[What is expected]
Go through the records below and report each line with "table" in it.
Records to use below:
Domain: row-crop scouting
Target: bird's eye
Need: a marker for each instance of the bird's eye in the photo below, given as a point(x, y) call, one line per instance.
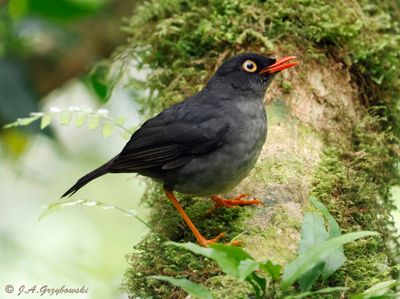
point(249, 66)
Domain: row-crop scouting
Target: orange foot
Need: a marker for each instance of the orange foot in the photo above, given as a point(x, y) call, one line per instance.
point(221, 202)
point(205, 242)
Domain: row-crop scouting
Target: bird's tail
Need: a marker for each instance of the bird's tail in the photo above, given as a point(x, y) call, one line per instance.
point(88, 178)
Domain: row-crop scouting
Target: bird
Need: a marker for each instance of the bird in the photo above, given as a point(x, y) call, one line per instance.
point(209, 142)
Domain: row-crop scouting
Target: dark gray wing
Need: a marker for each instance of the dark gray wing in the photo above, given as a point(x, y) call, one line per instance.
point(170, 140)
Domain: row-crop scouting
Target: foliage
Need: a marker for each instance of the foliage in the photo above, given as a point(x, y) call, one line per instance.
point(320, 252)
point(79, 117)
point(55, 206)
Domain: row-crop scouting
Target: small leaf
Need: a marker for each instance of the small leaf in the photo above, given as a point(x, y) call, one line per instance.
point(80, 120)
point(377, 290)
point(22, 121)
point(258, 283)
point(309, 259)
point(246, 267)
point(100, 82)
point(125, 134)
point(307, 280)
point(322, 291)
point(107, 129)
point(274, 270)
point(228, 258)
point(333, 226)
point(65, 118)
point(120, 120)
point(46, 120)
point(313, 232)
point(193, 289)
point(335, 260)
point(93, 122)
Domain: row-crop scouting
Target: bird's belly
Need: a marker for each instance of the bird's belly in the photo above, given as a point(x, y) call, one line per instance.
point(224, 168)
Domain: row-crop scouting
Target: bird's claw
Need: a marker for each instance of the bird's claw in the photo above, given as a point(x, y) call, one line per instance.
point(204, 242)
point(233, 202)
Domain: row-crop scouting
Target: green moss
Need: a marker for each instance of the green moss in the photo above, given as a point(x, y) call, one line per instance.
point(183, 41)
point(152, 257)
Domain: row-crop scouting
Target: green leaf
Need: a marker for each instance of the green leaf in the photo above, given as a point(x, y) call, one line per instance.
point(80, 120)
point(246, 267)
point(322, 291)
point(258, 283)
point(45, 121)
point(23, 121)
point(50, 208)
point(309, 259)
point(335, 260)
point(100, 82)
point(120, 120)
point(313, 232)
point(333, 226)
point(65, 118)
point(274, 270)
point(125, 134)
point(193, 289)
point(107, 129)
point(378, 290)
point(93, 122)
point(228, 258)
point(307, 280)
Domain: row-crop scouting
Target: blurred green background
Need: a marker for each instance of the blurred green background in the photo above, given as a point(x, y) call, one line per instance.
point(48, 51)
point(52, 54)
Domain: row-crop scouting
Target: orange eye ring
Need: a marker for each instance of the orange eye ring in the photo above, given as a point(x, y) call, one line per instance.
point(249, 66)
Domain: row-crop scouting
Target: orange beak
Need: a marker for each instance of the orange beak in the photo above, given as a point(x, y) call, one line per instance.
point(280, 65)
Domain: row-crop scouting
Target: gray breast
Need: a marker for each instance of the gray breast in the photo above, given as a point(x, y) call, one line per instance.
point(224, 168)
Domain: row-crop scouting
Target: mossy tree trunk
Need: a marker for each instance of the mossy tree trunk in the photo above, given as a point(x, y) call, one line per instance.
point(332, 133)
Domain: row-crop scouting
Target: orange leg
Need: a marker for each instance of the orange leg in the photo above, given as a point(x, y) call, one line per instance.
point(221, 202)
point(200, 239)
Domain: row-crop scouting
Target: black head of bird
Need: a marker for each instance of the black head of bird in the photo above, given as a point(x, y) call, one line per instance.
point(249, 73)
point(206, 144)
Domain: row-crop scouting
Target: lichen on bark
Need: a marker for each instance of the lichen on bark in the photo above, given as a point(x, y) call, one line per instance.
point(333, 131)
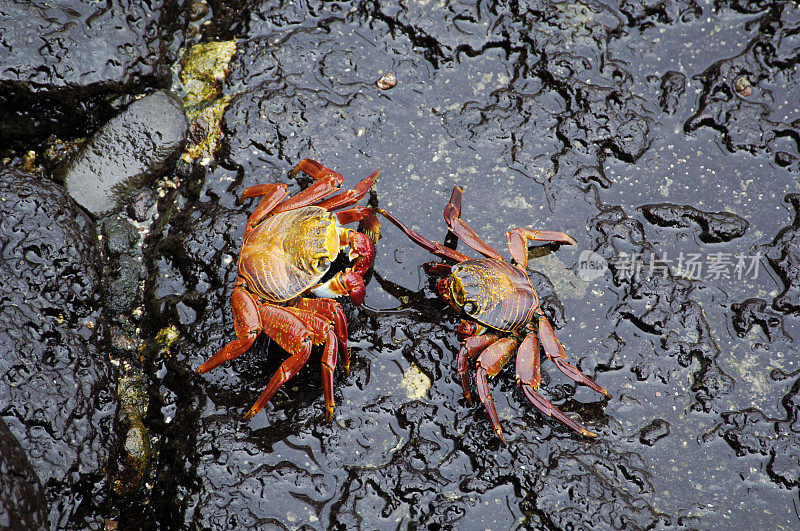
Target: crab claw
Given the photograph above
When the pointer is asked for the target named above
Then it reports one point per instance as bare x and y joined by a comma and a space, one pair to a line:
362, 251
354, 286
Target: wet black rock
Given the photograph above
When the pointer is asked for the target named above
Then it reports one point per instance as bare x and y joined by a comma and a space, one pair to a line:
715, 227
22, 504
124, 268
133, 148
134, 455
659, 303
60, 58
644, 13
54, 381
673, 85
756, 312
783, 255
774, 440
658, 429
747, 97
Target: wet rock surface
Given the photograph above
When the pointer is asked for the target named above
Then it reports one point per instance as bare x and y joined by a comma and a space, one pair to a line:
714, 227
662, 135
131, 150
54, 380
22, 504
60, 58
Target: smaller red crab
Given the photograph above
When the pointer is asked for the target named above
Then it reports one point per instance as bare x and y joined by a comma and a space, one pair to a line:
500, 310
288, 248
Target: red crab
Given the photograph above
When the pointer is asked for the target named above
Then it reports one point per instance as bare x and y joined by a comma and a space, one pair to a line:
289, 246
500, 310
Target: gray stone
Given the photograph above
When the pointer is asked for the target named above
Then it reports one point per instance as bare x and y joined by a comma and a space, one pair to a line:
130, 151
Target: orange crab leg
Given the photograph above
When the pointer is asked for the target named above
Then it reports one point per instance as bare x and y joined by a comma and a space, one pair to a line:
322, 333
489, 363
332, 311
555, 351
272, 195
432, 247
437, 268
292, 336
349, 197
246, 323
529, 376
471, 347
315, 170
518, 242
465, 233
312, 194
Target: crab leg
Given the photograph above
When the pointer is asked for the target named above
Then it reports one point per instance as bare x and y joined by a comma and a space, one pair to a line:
End of Records to use.
Records to use below:
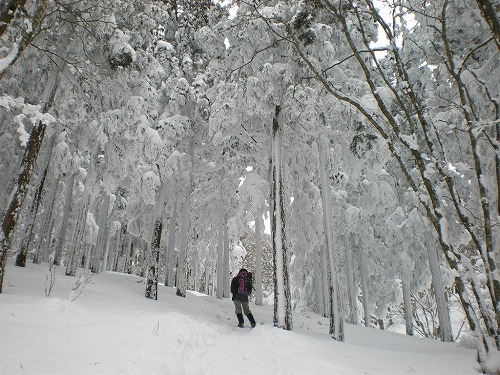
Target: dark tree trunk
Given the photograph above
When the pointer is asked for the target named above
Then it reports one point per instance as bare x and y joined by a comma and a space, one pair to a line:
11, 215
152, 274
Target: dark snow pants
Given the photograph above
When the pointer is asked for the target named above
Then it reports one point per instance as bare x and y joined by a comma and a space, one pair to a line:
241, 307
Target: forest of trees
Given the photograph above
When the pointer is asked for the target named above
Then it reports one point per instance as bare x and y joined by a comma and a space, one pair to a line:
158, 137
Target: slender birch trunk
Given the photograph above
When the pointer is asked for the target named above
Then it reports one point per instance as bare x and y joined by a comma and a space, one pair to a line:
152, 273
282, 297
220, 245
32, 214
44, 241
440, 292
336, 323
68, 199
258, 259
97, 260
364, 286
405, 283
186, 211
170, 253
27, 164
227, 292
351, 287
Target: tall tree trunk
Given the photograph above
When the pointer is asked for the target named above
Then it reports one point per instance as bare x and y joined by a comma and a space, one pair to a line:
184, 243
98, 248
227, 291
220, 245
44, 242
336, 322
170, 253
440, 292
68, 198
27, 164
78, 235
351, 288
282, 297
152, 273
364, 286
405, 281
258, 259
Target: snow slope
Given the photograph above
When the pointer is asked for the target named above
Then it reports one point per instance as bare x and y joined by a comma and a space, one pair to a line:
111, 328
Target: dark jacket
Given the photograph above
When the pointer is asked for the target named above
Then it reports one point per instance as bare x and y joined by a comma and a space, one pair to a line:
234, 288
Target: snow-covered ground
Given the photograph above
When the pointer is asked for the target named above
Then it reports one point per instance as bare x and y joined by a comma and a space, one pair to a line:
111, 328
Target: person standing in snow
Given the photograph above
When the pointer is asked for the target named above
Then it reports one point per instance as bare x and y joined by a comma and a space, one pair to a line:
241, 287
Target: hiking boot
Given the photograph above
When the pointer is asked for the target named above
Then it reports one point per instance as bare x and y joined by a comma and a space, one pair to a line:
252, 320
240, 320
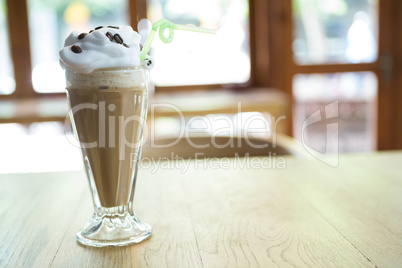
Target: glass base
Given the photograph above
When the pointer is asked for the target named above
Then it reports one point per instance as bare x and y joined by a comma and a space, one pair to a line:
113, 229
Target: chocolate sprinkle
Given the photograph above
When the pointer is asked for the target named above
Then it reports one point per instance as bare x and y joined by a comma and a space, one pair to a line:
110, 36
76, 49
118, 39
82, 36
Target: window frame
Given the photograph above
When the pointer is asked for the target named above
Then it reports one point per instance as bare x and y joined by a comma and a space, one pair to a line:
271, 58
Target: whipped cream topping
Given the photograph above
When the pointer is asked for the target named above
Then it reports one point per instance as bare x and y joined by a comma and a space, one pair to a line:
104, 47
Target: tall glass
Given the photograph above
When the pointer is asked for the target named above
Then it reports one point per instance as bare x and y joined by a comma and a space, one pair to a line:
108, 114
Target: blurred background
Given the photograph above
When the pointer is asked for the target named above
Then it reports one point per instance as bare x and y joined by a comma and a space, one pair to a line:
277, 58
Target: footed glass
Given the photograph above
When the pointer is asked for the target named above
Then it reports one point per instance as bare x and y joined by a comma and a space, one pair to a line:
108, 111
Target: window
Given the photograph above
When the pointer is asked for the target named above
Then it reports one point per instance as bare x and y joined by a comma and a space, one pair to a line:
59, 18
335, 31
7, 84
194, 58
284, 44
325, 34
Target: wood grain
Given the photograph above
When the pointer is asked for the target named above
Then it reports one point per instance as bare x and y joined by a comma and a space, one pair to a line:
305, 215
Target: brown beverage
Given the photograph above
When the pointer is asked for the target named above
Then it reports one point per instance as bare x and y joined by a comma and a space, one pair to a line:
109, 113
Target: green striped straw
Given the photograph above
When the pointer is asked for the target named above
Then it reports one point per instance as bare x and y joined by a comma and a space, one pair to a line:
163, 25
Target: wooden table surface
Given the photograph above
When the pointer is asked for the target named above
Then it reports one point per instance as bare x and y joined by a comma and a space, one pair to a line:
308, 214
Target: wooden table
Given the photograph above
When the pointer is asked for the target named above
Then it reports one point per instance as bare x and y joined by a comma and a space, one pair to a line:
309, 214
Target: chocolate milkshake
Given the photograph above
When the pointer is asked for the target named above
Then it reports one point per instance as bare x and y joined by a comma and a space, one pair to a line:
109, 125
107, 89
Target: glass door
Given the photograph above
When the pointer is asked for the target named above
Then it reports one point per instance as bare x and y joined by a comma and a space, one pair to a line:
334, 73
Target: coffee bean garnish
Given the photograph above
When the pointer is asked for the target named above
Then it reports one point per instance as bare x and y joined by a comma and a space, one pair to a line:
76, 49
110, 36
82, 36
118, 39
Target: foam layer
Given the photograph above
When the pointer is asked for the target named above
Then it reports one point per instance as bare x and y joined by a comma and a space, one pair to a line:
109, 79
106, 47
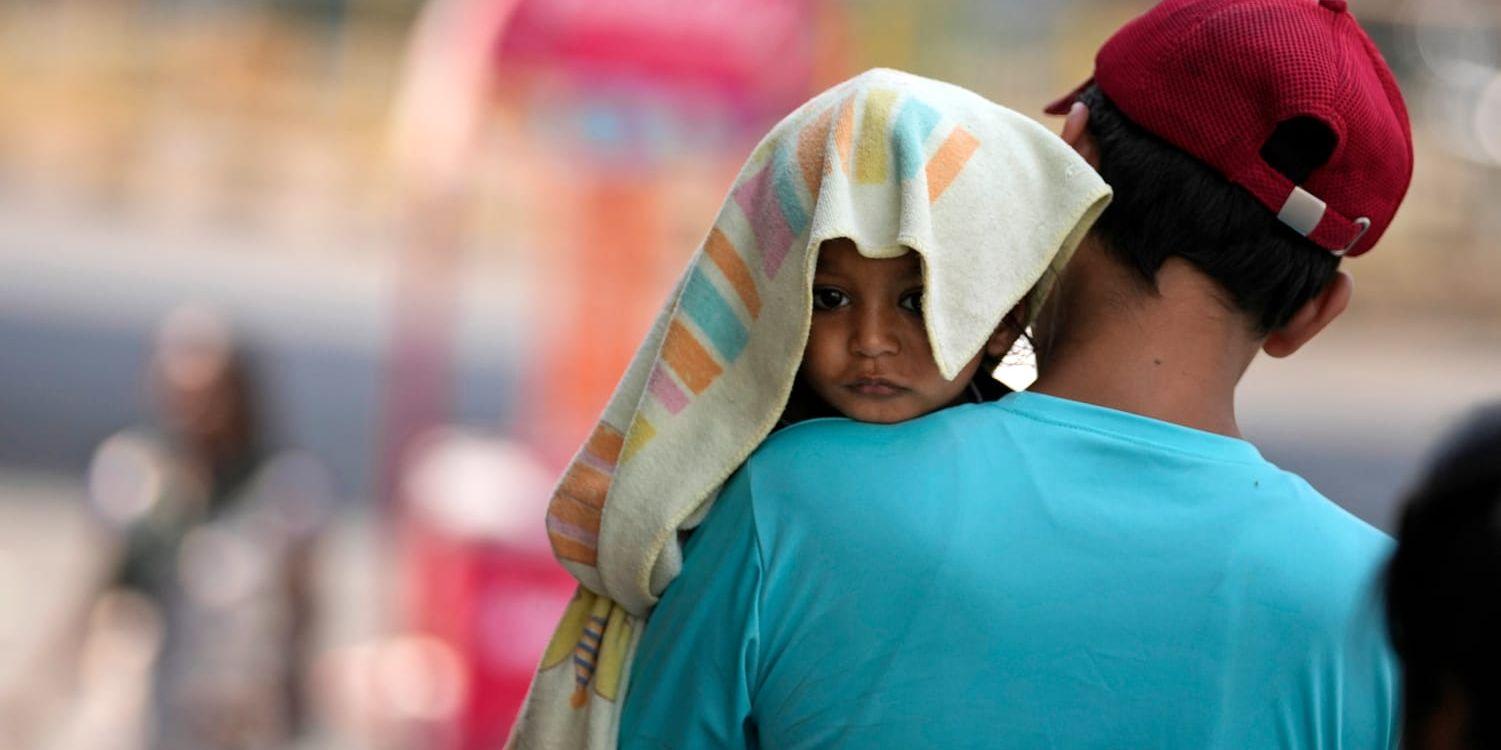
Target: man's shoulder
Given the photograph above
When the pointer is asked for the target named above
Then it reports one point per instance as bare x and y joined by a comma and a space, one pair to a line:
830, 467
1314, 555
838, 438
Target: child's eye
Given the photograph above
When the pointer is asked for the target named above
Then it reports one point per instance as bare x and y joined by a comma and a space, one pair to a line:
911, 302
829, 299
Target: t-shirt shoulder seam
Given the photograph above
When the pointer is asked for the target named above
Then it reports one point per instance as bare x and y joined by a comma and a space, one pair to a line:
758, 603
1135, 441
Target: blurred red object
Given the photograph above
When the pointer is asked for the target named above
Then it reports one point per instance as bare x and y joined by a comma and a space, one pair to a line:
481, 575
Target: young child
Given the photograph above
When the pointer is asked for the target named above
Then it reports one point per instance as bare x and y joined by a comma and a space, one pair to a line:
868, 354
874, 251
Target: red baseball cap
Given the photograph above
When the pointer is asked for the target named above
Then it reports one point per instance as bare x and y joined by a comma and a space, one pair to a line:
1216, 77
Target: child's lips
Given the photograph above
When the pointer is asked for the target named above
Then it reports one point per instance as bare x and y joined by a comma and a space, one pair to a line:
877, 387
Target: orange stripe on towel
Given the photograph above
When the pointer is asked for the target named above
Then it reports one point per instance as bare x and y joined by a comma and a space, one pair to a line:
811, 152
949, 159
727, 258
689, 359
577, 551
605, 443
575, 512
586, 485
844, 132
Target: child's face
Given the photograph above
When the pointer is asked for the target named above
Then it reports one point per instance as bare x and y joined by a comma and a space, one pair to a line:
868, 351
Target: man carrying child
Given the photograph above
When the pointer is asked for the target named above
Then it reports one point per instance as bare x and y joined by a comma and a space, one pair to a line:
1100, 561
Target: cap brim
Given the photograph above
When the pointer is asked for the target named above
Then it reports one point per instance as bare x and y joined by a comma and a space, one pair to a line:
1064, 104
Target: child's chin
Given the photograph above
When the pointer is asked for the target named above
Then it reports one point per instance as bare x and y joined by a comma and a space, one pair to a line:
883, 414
End of Records to use.
[Task result]
Target: wooden table surface
Target: wooden table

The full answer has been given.